What is expected: Could the lines from the one with "Each instance of the man's face" through the end of the listing be restated exactly, with nothing else included?

Material provided:
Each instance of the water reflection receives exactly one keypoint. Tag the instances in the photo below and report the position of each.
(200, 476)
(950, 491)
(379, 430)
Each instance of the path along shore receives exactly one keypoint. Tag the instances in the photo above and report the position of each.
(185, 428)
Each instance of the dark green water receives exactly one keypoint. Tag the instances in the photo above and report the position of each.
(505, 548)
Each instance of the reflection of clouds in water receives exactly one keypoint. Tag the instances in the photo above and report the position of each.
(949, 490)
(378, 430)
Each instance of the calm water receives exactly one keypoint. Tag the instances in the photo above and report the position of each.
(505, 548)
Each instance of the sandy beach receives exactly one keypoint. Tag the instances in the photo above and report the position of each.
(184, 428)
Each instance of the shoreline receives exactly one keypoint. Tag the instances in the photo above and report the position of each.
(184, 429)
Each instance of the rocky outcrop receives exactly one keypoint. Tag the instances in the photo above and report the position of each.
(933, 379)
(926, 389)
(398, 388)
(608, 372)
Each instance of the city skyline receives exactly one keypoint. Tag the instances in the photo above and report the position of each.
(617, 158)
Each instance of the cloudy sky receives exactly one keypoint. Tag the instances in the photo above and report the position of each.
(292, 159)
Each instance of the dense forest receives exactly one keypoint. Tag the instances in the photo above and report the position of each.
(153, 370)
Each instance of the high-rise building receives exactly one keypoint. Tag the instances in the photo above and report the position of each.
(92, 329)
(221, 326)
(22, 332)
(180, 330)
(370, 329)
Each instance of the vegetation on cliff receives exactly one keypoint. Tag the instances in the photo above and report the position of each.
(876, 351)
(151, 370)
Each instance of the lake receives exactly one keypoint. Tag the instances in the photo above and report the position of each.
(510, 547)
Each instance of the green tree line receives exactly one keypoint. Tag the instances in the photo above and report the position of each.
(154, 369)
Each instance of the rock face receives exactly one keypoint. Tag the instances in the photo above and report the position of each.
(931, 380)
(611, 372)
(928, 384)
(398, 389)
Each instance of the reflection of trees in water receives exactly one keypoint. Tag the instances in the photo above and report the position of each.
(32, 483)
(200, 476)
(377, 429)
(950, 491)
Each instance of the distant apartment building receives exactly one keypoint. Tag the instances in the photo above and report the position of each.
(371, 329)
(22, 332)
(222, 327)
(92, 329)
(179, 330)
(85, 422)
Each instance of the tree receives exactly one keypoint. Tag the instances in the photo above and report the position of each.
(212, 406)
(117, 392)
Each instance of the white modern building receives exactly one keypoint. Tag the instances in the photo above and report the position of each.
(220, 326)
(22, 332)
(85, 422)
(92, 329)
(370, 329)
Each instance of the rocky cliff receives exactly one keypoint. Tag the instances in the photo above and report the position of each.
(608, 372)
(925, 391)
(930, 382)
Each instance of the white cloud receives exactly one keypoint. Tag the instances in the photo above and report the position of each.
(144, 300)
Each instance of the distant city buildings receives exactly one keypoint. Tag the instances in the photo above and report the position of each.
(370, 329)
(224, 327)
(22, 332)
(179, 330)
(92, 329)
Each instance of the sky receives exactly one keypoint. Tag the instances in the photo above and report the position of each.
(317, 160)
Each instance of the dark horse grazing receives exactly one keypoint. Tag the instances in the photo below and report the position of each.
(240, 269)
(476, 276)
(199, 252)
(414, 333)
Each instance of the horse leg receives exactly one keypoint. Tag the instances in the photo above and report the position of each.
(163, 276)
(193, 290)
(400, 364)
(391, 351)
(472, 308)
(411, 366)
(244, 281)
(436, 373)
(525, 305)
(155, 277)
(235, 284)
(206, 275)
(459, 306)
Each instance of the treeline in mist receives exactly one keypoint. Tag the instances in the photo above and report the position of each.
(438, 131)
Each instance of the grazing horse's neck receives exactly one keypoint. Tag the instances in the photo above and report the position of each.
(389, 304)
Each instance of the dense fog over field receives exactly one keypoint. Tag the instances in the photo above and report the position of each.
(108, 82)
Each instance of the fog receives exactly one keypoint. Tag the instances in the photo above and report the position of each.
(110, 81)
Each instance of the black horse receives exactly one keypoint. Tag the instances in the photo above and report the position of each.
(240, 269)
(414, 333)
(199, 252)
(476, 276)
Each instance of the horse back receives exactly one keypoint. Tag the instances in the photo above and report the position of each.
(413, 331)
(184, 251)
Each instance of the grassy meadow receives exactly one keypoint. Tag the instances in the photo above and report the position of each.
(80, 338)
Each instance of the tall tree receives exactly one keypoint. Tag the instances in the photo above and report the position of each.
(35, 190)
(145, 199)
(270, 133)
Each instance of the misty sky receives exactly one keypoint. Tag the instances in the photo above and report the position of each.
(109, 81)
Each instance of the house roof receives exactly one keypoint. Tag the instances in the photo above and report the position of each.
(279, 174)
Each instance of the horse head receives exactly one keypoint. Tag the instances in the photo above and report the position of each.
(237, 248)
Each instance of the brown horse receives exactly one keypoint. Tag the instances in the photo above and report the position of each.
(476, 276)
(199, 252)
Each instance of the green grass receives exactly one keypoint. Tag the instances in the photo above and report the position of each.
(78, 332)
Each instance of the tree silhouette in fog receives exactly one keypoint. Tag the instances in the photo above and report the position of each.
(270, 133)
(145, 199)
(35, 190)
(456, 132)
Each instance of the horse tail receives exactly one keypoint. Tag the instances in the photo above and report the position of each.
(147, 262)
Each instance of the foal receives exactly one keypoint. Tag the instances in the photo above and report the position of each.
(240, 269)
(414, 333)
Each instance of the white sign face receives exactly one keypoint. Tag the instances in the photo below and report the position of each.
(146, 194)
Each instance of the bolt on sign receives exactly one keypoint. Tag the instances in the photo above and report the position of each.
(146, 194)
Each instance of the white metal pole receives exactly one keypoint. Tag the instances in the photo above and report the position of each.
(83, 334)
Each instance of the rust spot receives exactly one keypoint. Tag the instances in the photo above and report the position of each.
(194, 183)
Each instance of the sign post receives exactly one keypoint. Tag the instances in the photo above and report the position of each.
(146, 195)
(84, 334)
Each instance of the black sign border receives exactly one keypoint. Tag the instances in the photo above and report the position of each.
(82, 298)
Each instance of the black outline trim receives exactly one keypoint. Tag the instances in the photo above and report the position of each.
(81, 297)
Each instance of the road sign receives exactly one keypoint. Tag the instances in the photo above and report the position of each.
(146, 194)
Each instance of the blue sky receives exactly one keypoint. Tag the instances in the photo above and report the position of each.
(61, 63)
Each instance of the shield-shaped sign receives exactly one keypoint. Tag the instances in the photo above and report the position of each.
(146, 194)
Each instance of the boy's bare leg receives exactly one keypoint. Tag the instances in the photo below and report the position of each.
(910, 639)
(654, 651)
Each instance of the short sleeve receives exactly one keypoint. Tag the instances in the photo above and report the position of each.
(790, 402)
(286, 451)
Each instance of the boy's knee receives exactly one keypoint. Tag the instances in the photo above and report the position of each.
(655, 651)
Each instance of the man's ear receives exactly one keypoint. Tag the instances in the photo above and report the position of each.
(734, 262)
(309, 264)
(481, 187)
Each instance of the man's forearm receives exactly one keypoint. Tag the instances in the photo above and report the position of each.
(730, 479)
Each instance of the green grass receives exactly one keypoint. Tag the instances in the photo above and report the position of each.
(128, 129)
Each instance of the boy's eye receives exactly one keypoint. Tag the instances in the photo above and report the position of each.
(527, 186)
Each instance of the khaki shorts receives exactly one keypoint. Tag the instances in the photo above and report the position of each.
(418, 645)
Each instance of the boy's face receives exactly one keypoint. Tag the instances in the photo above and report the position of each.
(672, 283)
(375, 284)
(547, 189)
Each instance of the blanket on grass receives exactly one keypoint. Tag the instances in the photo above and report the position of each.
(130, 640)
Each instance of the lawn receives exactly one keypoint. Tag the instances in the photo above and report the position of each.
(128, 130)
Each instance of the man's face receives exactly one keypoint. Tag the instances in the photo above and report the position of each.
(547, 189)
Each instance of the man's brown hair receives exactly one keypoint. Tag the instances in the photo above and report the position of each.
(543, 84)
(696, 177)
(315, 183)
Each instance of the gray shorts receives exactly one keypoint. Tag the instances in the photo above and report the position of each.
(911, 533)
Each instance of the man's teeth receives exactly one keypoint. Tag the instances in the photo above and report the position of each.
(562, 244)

Full output:
Each instance of the man's face receives exactly one keypoint. Tag the instances in the photo above and report the position of each.
(547, 189)
Each instance of the man's brown hair receives exactly one keypoint. Tag the instances in the photo above and report the position of each.
(543, 84)
(696, 177)
(315, 183)
Each instance of the gray shorts receives exactly one keypoint. Tag the instances in the photo above and report the position of each.
(911, 533)
Each instance of the man's teeth receives exactly one keypoint. Tag the instances in the photo above and report the position of each.
(562, 244)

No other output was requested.